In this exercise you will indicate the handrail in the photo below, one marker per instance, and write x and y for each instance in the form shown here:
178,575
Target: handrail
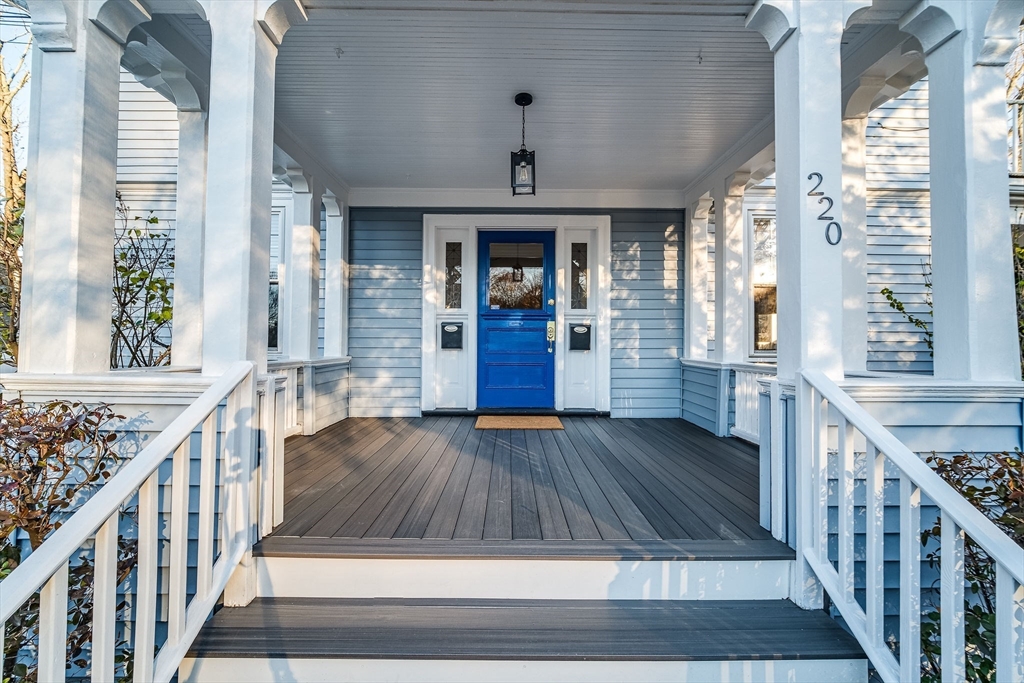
975,524
46,568
816,394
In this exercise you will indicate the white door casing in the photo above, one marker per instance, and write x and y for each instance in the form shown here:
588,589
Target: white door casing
583,379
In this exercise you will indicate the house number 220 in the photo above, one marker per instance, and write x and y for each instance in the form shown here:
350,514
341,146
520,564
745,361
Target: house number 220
832,237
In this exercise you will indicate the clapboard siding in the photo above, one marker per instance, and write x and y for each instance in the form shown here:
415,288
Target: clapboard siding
147,134
699,386
898,231
385,310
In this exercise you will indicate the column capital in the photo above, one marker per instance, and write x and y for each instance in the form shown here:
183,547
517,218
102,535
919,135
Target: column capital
276,16
52,23
735,184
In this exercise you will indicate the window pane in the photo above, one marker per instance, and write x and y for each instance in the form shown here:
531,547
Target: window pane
516,276
764,251
765,272
453,274
765,309
580,284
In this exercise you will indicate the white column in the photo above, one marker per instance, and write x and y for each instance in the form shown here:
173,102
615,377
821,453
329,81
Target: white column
189,228
302,273
69,232
972,266
854,245
335,299
808,140
695,306
239,174
730,271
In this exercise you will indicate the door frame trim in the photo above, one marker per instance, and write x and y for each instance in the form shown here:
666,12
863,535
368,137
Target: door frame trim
471,224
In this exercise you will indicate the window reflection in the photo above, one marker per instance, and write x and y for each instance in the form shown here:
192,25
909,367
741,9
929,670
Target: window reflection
516,276
765,291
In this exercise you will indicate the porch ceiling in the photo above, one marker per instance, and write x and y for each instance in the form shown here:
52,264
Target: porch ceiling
627,96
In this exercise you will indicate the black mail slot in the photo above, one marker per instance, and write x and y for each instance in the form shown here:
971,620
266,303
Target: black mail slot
452,335
580,337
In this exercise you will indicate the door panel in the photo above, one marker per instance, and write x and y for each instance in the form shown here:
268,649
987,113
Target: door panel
515,361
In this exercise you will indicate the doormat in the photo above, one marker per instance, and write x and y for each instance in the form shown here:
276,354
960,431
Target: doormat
518,422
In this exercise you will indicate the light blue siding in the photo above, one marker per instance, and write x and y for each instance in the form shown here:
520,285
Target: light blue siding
385,310
699,386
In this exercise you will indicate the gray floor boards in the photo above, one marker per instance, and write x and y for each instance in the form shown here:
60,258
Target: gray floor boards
599,479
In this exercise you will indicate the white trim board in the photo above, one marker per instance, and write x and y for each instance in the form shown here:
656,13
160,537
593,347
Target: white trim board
502,199
450,381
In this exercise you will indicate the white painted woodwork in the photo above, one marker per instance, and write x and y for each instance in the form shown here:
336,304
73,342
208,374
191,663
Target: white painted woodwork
104,602
818,394
216,670
854,244
808,139
69,244
449,377
426,97
46,568
336,279
731,284
523,579
189,238
695,303
300,303
241,133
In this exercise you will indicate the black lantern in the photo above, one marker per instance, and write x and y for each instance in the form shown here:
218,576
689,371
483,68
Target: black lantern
523,167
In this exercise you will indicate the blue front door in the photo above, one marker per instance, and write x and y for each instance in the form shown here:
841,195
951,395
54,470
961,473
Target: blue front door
515,359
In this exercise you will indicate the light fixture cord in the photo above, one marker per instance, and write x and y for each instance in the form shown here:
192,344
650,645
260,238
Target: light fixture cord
523,127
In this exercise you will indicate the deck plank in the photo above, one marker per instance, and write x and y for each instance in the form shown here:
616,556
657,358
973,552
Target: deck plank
549,508
595,630
525,512
598,480
578,517
498,522
474,506
415,523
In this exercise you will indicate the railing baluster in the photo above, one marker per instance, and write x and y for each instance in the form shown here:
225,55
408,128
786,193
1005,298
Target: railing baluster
821,478
145,583
53,628
909,581
179,543
846,483
951,607
875,557
104,601
207,493
1009,627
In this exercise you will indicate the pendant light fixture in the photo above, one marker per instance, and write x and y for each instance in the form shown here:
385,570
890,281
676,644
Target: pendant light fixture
517,272
523,167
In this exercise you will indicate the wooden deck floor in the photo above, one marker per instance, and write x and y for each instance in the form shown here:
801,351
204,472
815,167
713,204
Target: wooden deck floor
438,477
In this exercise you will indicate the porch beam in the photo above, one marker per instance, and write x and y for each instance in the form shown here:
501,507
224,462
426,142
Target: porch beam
69,237
972,264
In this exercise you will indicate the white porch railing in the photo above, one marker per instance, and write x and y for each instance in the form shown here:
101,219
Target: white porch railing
816,395
47,568
1016,108
748,417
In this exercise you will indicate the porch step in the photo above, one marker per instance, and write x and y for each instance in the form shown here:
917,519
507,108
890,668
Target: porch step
293,567
312,639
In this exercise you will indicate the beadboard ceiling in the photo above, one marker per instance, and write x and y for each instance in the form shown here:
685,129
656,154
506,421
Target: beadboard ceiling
627,96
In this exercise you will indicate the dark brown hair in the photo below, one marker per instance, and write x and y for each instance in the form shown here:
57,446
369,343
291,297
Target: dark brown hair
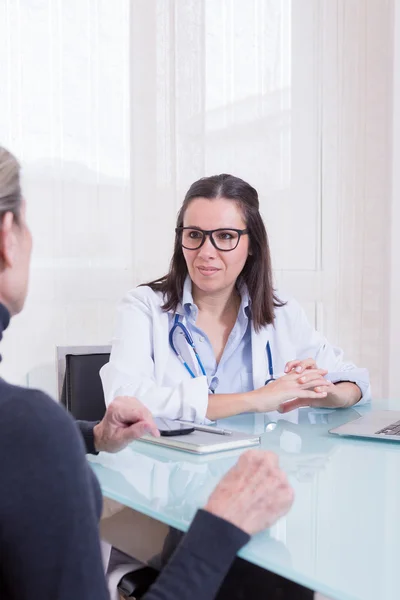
10,189
257,271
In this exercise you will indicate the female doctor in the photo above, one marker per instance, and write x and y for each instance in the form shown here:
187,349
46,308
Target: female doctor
212,339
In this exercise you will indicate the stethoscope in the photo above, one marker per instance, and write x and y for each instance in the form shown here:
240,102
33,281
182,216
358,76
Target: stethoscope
178,325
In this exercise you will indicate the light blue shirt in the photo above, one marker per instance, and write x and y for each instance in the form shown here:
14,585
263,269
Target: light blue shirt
233,374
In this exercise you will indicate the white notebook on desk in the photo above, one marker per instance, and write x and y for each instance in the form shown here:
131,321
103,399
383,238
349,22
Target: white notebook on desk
202,442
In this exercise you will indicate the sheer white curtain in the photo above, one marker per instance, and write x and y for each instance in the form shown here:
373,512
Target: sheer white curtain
64,111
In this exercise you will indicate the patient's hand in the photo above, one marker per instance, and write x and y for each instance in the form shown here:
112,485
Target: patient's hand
253,494
126,420
300,365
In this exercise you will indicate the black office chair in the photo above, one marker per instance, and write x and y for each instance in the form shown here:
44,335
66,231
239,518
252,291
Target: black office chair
82,395
82,391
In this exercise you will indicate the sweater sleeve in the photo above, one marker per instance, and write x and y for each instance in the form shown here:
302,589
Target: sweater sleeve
49,543
86,428
201,561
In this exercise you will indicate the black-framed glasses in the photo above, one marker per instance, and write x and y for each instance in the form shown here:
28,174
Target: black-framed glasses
192,238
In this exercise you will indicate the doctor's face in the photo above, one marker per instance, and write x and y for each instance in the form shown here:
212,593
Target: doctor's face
212,270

▶ _Brief_:
Starting with the line that contains "In this exercise you will indicate the black-framed" and going on through the end of the records, switch "marker" to "point" and give those lines again with everything else unchanged.

▶ _The result_:
In this exercise you will indicate the black-framed glasses in the photo above, one point per instance, and write x and y for each instance in the form shown here:
28,174
Target: black-framed glasses
192,238
In this exercise you will indicate the doctor's face in the photo above, one point per instance, and write x and y for each instance in the form shown here:
212,593
Target: doctor's face
212,270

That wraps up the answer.